*Stored rows*:
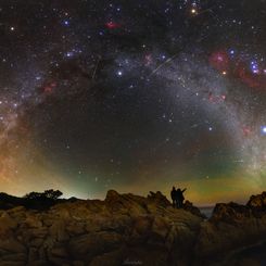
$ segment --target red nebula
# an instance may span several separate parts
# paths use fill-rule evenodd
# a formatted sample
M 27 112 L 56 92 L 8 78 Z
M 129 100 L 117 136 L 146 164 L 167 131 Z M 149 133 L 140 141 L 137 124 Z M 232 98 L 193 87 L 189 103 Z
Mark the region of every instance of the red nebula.
M 114 29 L 114 28 L 119 28 L 119 27 L 121 27 L 121 24 L 115 23 L 115 22 L 107 22 L 107 23 L 105 23 L 105 26 L 106 26 L 109 29 Z
M 266 90 L 266 77 L 263 74 L 252 73 L 244 64 L 238 65 L 235 75 L 250 88 Z
M 216 69 L 224 72 L 229 68 L 229 56 L 225 51 L 214 52 L 210 56 L 210 64 Z

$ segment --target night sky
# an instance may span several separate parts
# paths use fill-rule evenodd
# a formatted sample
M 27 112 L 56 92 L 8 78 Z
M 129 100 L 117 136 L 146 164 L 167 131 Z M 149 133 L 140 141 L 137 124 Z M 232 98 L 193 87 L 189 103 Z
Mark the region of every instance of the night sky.
M 0 190 L 266 189 L 265 0 L 0 0 Z

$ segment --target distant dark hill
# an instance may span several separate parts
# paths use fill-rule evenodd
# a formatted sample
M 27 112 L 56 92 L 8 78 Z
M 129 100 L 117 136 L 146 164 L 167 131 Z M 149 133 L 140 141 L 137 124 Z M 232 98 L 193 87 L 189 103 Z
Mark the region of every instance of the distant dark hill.
M 53 191 L 53 190 L 47 190 Z M 62 194 L 62 193 L 61 193 Z M 25 208 L 45 211 L 55 204 L 63 202 L 74 202 L 77 201 L 76 198 L 71 199 L 58 199 L 56 197 L 47 195 L 45 192 L 30 192 L 23 198 L 10 195 L 7 193 L 0 193 L 0 210 L 10 210 L 16 206 L 24 206 Z

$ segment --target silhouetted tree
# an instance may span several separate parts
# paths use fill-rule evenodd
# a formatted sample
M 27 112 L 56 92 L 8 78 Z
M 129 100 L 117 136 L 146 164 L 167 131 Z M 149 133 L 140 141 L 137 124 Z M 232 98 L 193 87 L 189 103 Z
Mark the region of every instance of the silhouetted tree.
M 63 193 L 60 190 L 49 189 L 46 190 L 43 194 L 46 198 L 58 200 Z
M 62 194 L 63 193 L 60 190 L 49 189 L 45 192 L 30 192 L 28 194 L 25 194 L 24 198 L 29 200 L 58 200 Z

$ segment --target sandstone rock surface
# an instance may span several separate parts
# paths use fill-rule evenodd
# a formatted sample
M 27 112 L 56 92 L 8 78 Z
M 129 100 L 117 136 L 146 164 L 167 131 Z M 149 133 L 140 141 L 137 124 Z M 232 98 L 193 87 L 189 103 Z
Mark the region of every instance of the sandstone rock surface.
M 217 204 L 208 220 L 190 202 L 173 208 L 160 191 L 0 211 L 0 266 L 235 265 L 239 250 L 266 237 L 265 199 Z

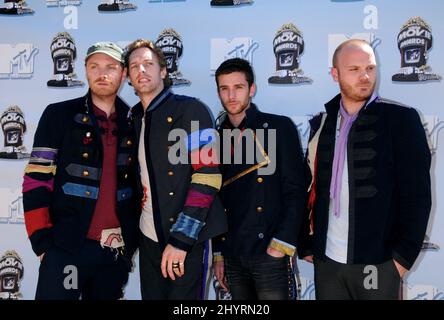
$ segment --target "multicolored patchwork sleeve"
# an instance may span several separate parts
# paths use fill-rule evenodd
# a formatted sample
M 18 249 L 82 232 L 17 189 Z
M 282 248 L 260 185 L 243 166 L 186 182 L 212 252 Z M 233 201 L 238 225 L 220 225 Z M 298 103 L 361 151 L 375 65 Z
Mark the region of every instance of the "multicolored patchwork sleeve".
M 293 256 L 305 213 L 307 186 L 299 134 L 293 121 L 282 117 L 277 132 L 283 210 L 269 247 Z
M 51 108 L 44 111 L 34 136 L 31 158 L 23 179 L 25 225 L 32 249 L 41 255 L 52 245 L 49 206 L 57 169 L 56 123 Z
M 171 228 L 168 242 L 185 251 L 191 250 L 205 226 L 207 213 L 222 185 L 217 158 L 217 131 L 207 108 L 191 100 L 183 123 L 188 132 L 187 151 L 193 173 L 183 211 Z

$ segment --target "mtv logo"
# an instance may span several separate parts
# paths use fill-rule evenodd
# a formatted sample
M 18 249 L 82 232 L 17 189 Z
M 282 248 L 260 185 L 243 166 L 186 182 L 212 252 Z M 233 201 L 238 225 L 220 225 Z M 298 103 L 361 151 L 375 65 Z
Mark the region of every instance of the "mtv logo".
M 328 35 L 328 67 L 333 67 L 332 59 L 333 54 L 335 53 L 336 48 L 343 43 L 344 41 L 350 40 L 350 39 L 361 39 L 365 40 L 375 49 L 379 43 L 381 42 L 380 39 L 376 38 L 374 33 L 370 32 L 361 32 L 361 33 L 353 33 L 351 35 L 348 34 L 342 34 L 342 33 L 335 33 L 335 34 L 329 34 Z
M 308 278 L 301 277 L 301 297 L 300 300 L 315 300 L 314 281 Z
M 427 136 L 430 152 L 435 153 L 438 149 L 439 132 L 444 128 L 444 121 L 440 121 L 437 116 L 421 115 L 422 125 Z
M 299 131 L 299 138 L 301 139 L 302 149 L 307 149 L 308 138 L 310 137 L 310 123 L 308 122 L 312 116 L 292 116 L 291 120 L 293 120 L 296 128 Z
M 0 43 L 0 78 L 31 78 L 38 48 L 32 43 Z
M 216 71 L 219 65 L 227 59 L 242 58 L 253 64 L 253 52 L 259 43 L 252 38 L 240 37 L 231 40 L 225 38 L 211 39 L 210 69 Z
M 9 188 L 0 188 L 0 203 L 8 204 L 7 210 L 0 211 L 0 223 L 25 223 L 23 212 L 22 191 Z
M 444 300 L 444 292 L 430 285 L 407 286 L 407 300 Z

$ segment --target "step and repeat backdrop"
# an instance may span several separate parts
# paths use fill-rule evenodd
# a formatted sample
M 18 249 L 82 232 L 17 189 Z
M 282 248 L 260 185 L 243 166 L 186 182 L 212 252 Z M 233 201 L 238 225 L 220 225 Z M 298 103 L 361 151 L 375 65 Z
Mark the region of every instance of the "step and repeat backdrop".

*Task objective*: Return every one of the lines above unchanged, leaving out the pictures.

*Result for this exercise*:
$ segment --target red nebula
# an instance may span several separate parts
# paths use fill-rule evenodd
# a formatted sample
M 27 112 L 56 92 L 8 78 Z
M 129 100 L 117 136 L 146 164 L 167 131 Z M 149 133 L 140 141 L 137 124 Z M 232 98 L 193 87 L 189 103 Z
Mark the region of every instance of the red nebula.
M 114 29 L 114 28 L 119 28 L 119 27 L 121 27 L 121 24 L 115 23 L 115 22 L 107 22 L 107 23 L 105 23 L 105 26 L 106 26 L 109 29 Z
M 266 90 L 266 77 L 263 74 L 252 73 L 244 64 L 238 65 L 235 75 L 250 88 Z
M 216 69 L 224 72 L 229 68 L 229 56 L 225 51 L 214 52 L 210 56 L 210 64 Z

$ segment --target night sky
# an instance may span several separate parts
# paths use fill-rule evenodd
# a formatted sample
M 27 112 L 56 92 L 8 78 Z
M 129 100 L 117 136 L 146 164 L 167 131 Z M 149 133 L 140 141 L 137 124 Z M 232 98 L 193 87 L 189 103 Z
Mark the region of every instance of the night sky.
M 0 190 L 266 189 L 265 0 L 0 0 Z

$ segment --target distant dark hill
# an instance may span several separate parts
# paths use fill-rule evenodd
# a formatted sample
M 27 112 L 56 92 L 8 78 Z
M 129 100 L 117 136 L 146 164 L 167 131 Z M 149 133 L 140 141 L 137 124 Z M 232 98 L 193 87 L 189 103 Z
Mark the region of every instance of the distant dark hill.
M 53 191 L 53 190 L 47 190 Z M 62 194 L 62 193 L 61 193 Z M 25 208 L 45 211 L 55 204 L 63 202 L 74 202 L 77 201 L 76 198 L 71 199 L 58 199 L 56 197 L 47 195 L 45 192 L 30 192 L 23 198 L 10 195 L 7 193 L 0 193 L 0 210 L 10 210 L 16 206 L 24 206 Z

$ segment --target silhouetted tree
# an instance may span several separate parts
# paths use fill-rule evenodd
# a formatted sample
M 27 112 L 56 92 L 8 78 Z
M 129 100 L 117 136 L 146 164 L 167 131 Z M 149 133 L 140 141 L 137 124 Z M 232 98 L 193 87 L 189 103 Z
Mark the region of every instance of the silhouetted tree.
M 63 193 L 60 190 L 49 189 L 46 190 L 43 194 L 46 198 L 58 200 Z
M 62 194 L 63 193 L 60 190 L 49 189 L 45 192 L 30 192 L 28 194 L 25 194 L 24 198 L 29 200 L 58 200 Z

$ segment --target sandstone rock surface
# an instance may span several separate parts
# paths use fill-rule evenodd
# a formatted sample
M 27 112 L 56 92 L 8 78 Z
M 129 100 L 117 136 L 146 164 L 167 131 Z M 149 133 L 140 141 L 137 124 Z M 232 98 L 193 87 L 189 103 Z
Mark the region of every instance of the sandstone rock surface.
M 217 204 L 208 220 L 190 202 L 173 208 L 160 191 L 0 211 L 0 266 L 235 265 L 239 250 L 266 237 L 265 199 Z

$ segment --target "multicolored patchwork sleeve"
# an instance may span several separate parts
# paths use fill-rule evenodd
# a formatted sample
M 18 249 L 82 232 L 17 189 Z
M 282 248 L 260 185 L 243 166 L 186 182 L 212 252 Z M 233 201 L 238 225 L 220 225 Z M 298 103 L 361 151 L 375 65 Z
Mark the region of every instance of the "multicolored patchwork sleeve".
M 293 256 L 305 213 L 307 186 L 299 134 L 293 121 L 282 117 L 277 132 L 283 210 L 269 247 Z
M 51 108 L 44 111 L 34 136 L 31 158 L 23 179 L 25 225 L 32 249 L 41 255 L 52 245 L 49 206 L 57 169 L 56 123 Z
M 171 228 L 168 242 L 185 251 L 191 250 L 205 226 L 207 213 L 222 185 L 217 158 L 217 131 L 207 108 L 191 100 L 183 123 L 188 132 L 187 151 L 193 173 L 183 211 Z

$ segment --target "mtv logo"
# an instance may span several separate parts
# paths use fill-rule evenodd
# a formatted sample
M 18 249 L 82 232 L 17 189 Z
M 282 248 L 260 185 L 243 166 L 186 182 L 212 252 Z M 233 201 L 238 225 L 220 225 Z M 298 103 L 361 151 L 375 65 Z
Mark the region of every instance of the "mtv logo".
M 328 35 L 328 67 L 333 67 L 332 59 L 333 54 L 335 53 L 336 48 L 343 43 L 344 41 L 350 40 L 350 39 L 361 39 L 365 40 L 375 49 L 379 43 L 381 42 L 380 39 L 376 38 L 374 33 L 370 32 L 361 32 L 361 33 L 353 33 L 351 35 L 348 34 L 342 34 L 342 33 L 335 33 L 335 34 L 329 34 Z
M 308 278 L 301 277 L 301 297 L 300 300 L 315 300 L 314 281 Z
M 427 136 L 430 152 L 435 153 L 438 149 L 439 132 L 444 128 L 444 121 L 440 121 L 437 116 L 421 115 L 422 125 Z
M 299 131 L 299 138 L 301 139 L 302 149 L 307 149 L 308 138 L 310 137 L 310 123 L 308 122 L 312 116 L 292 116 L 291 120 L 293 120 L 296 128 Z
M 0 43 L 0 78 L 31 78 L 38 48 L 32 43 Z
M 216 71 L 219 65 L 227 59 L 242 58 L 253 64 L 253 52 L 259 43 L 252 38 L 240 37 L 231 40 L 225 38 L 211 39 L 210 69 Z
M 9 188 L 0 188 L 0 203 L 8 204 L 7 210 L 0 211 L 0 223 L 25 223 L 23 212 L 22 191 Z
M 444 300 L 444 292 L 430 285 L 407 286 L 407 300 Z

$ segment --target "step and repeat backdrop"
# an instance may span several separate parts
# paths use fill-rule evenodd
# a formatted sample
M 18 249 L 82 232 L 17 189 Z
M 282 248 L 260 185 L 243 166 L 186 182 L 212 252 Z M 233 201 L 238 225 L 220 225 Z M 298 103 L 361 151 L 375 65 Z
Mark the region of every instance of the "step and repeat backdrop".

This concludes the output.